* **Problem details**:
List every line of the data below that contains the word "pedestrian".

* **Excerpted data**:
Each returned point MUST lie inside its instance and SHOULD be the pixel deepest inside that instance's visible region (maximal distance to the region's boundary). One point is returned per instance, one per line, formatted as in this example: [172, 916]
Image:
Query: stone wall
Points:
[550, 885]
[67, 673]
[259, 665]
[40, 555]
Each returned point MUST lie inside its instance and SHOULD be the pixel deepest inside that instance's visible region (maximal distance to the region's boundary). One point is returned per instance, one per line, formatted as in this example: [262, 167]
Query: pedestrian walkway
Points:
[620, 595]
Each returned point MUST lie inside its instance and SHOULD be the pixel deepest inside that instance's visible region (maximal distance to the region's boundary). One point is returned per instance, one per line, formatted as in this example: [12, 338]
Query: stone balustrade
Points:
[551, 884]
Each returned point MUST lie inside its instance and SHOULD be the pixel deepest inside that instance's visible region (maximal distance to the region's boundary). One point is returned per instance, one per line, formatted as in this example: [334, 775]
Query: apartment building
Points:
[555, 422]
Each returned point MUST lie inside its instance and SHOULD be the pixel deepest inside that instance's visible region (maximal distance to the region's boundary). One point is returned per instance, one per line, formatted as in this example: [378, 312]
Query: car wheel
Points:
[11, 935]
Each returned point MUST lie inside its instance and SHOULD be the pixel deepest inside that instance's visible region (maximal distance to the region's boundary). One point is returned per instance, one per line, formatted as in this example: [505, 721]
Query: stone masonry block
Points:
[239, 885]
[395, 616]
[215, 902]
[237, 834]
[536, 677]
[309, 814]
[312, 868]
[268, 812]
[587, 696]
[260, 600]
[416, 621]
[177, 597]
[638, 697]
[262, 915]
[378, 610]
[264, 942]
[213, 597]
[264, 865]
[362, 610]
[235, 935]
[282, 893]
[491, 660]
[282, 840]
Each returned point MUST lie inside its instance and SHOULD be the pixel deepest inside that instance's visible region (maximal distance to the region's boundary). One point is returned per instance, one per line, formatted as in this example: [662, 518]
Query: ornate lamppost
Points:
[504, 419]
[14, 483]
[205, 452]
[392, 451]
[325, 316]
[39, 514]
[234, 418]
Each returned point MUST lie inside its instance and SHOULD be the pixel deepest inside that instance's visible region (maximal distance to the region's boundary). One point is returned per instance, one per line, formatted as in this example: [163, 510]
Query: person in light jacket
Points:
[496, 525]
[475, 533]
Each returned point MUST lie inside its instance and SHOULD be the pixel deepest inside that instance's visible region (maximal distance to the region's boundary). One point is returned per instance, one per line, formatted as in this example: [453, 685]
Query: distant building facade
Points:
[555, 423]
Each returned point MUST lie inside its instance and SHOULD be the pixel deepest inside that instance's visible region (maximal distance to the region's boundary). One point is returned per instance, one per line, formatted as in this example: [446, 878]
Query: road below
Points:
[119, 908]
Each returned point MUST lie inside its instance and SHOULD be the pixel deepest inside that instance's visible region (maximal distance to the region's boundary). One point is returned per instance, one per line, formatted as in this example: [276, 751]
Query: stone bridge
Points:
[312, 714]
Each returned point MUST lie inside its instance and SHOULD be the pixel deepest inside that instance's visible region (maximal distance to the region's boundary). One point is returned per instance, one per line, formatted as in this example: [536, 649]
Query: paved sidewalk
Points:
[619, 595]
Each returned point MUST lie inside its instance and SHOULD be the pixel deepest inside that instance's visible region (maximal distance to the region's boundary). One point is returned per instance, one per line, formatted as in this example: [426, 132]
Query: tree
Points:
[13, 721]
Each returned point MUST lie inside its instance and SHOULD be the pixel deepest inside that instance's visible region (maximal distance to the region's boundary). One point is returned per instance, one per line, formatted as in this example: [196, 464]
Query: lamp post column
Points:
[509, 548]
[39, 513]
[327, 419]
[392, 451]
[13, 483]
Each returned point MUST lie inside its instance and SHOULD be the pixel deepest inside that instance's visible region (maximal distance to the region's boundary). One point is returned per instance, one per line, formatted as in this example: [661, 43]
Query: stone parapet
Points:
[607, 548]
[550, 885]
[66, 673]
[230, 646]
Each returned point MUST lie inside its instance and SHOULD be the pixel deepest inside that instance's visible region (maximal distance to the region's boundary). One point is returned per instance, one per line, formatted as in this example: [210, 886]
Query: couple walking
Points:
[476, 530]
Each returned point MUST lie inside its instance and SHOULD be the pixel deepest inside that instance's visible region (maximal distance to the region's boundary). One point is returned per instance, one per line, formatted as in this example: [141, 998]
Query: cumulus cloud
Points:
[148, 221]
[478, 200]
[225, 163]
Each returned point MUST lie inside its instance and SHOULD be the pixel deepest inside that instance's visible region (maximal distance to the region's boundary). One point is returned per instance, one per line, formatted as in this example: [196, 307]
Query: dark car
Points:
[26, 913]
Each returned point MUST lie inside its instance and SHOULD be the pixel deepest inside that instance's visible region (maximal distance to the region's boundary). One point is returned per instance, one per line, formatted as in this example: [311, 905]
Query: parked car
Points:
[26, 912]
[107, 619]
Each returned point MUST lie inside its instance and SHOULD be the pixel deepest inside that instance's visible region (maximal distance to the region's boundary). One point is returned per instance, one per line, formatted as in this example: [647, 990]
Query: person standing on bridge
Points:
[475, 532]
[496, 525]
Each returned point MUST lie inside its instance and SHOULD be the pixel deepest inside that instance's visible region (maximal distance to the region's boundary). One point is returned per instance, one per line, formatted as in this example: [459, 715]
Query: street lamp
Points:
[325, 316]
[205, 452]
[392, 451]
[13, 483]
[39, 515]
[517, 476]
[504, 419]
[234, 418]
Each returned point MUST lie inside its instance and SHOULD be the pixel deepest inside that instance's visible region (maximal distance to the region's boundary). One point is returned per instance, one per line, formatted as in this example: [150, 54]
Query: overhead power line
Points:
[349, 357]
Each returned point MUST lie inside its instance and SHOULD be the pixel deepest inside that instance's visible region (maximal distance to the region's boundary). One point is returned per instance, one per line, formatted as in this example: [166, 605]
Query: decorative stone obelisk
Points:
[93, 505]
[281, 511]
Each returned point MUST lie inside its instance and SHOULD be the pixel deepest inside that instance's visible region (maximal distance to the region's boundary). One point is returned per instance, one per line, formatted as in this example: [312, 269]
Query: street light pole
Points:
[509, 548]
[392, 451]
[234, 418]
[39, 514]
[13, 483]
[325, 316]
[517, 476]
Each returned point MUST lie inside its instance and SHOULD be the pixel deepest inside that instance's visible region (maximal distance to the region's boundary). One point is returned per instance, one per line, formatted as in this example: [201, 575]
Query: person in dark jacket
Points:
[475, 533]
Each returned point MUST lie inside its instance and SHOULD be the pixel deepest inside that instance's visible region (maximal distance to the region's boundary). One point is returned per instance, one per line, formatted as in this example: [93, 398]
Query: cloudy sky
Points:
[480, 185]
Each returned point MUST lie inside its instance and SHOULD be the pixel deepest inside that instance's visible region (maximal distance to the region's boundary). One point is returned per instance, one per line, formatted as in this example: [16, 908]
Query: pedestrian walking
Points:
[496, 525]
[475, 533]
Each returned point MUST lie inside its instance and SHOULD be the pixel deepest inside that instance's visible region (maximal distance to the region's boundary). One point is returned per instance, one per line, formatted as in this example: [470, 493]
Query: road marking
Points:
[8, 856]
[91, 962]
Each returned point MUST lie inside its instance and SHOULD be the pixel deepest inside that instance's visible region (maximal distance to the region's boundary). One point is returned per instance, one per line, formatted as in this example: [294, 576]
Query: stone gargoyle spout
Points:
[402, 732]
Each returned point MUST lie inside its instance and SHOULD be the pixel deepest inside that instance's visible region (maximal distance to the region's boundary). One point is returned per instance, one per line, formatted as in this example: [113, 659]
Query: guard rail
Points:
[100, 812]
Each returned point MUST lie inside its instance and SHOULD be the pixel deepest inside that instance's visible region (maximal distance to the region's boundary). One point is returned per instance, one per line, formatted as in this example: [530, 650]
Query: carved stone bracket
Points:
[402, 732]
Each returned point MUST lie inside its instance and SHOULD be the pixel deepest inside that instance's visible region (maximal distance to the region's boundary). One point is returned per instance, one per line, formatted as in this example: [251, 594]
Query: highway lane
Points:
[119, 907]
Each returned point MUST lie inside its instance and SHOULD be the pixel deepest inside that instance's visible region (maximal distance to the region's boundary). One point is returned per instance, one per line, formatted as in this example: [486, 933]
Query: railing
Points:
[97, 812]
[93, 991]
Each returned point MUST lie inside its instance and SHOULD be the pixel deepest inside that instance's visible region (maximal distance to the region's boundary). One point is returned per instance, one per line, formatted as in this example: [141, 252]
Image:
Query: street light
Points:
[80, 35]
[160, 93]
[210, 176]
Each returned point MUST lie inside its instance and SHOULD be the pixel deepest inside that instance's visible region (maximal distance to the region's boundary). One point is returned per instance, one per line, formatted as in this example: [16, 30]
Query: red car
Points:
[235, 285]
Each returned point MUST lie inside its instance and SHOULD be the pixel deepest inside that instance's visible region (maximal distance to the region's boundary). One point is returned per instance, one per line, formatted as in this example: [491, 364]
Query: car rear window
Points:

==

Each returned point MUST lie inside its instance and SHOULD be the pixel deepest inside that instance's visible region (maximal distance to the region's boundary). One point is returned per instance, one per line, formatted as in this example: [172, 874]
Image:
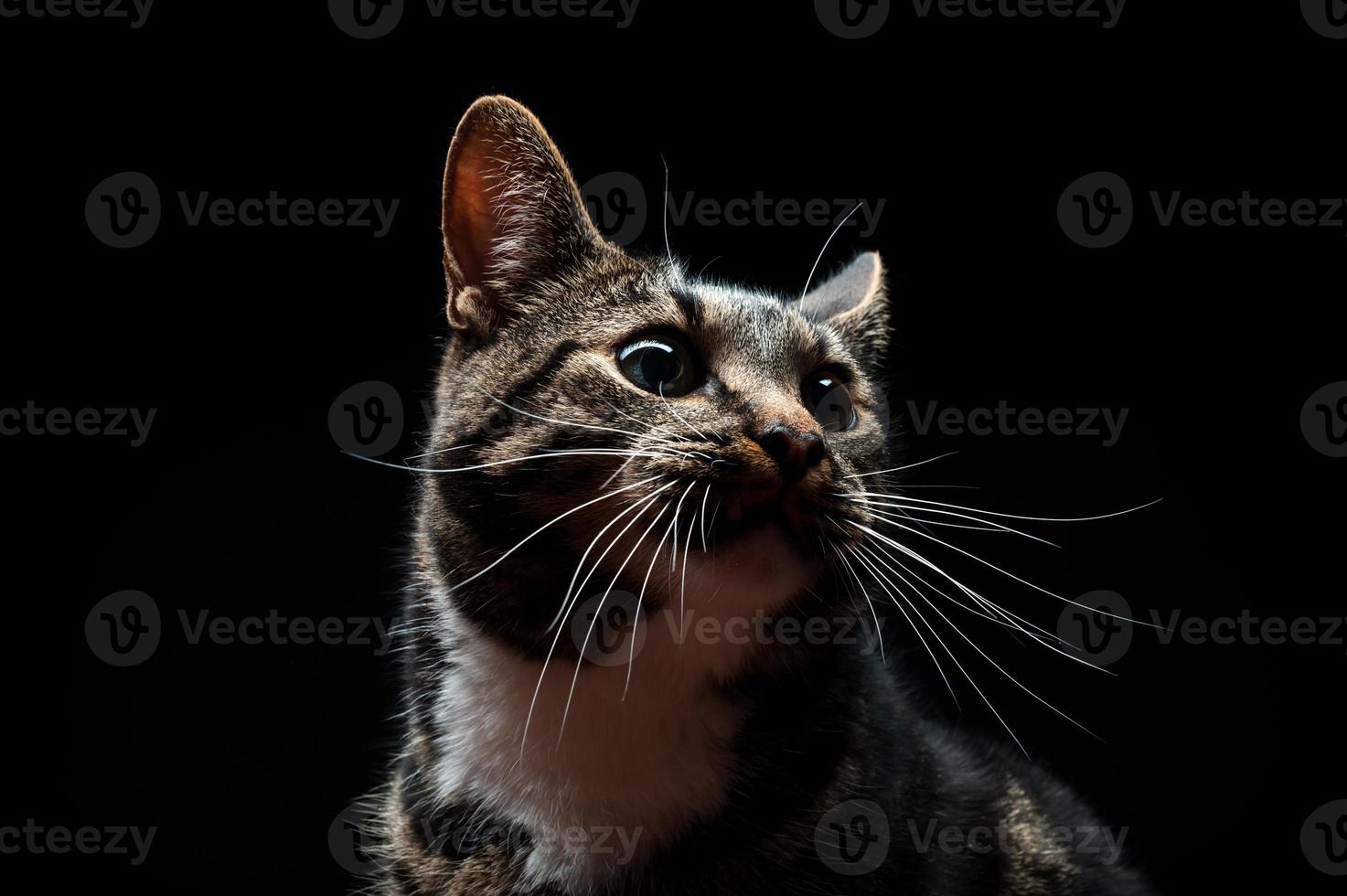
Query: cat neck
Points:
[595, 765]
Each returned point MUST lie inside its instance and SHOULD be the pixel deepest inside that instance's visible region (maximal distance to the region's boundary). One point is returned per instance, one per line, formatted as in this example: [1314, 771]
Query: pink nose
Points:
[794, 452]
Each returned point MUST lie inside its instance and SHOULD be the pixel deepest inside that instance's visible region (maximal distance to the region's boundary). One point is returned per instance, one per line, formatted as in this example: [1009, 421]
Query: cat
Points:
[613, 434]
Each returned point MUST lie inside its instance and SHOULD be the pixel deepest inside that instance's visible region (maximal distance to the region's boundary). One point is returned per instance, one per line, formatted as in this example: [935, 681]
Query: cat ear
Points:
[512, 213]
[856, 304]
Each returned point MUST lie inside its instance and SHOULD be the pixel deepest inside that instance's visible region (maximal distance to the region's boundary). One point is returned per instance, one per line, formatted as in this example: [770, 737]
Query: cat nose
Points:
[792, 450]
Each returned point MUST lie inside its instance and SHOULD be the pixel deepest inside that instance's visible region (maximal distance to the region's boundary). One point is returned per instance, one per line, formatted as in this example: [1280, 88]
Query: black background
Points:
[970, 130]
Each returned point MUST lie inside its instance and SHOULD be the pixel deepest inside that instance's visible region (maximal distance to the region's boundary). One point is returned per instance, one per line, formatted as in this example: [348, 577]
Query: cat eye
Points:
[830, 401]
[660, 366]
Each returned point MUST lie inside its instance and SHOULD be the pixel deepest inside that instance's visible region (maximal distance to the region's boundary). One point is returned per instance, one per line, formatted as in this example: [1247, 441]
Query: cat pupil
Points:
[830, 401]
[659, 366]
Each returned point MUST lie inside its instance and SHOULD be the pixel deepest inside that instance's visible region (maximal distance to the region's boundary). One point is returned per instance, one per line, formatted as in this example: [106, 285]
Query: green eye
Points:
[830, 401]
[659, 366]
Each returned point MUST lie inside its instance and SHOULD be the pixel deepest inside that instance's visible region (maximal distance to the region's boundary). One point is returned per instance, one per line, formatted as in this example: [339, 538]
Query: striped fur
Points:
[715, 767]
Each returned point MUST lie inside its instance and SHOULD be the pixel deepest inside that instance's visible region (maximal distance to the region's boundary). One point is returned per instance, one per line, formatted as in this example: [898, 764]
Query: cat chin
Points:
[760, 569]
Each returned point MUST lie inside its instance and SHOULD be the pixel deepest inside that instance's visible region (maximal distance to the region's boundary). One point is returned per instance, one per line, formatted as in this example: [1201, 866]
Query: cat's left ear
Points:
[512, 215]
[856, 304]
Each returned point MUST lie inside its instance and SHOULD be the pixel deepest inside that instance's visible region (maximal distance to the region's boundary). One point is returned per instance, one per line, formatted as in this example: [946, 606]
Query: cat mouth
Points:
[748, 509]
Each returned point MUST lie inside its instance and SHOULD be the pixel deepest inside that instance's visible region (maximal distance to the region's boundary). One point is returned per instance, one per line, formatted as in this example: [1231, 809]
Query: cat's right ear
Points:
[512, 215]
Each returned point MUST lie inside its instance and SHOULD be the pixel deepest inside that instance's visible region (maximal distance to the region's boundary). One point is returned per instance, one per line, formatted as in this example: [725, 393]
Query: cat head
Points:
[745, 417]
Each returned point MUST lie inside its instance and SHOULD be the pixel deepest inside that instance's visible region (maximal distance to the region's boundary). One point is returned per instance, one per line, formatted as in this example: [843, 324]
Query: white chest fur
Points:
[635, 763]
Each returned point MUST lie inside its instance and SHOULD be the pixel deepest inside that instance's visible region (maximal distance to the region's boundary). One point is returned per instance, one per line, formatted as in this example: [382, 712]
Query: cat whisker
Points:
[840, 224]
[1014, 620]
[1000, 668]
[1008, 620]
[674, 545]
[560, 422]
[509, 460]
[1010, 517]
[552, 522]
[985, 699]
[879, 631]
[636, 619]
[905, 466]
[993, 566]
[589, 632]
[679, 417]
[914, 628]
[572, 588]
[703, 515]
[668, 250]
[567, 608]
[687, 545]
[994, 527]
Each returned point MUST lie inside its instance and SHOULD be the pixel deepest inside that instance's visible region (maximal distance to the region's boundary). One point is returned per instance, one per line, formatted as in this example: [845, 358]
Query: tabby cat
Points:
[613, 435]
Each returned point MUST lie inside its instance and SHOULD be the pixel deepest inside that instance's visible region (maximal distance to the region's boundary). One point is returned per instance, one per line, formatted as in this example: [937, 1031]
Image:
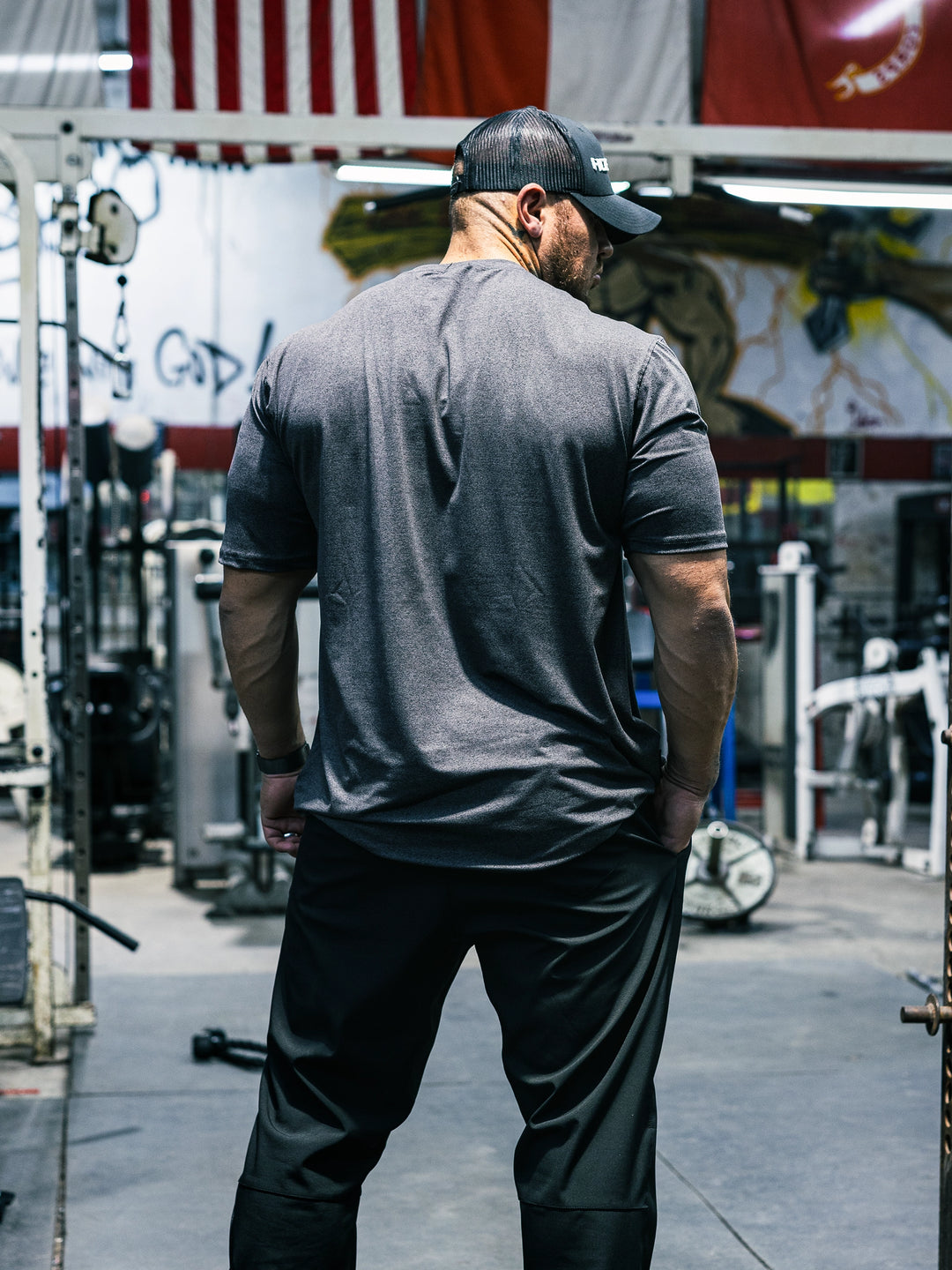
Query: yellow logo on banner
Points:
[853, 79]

* **Task result**:
Query: pedestrian walkway
Query: pedestrian walking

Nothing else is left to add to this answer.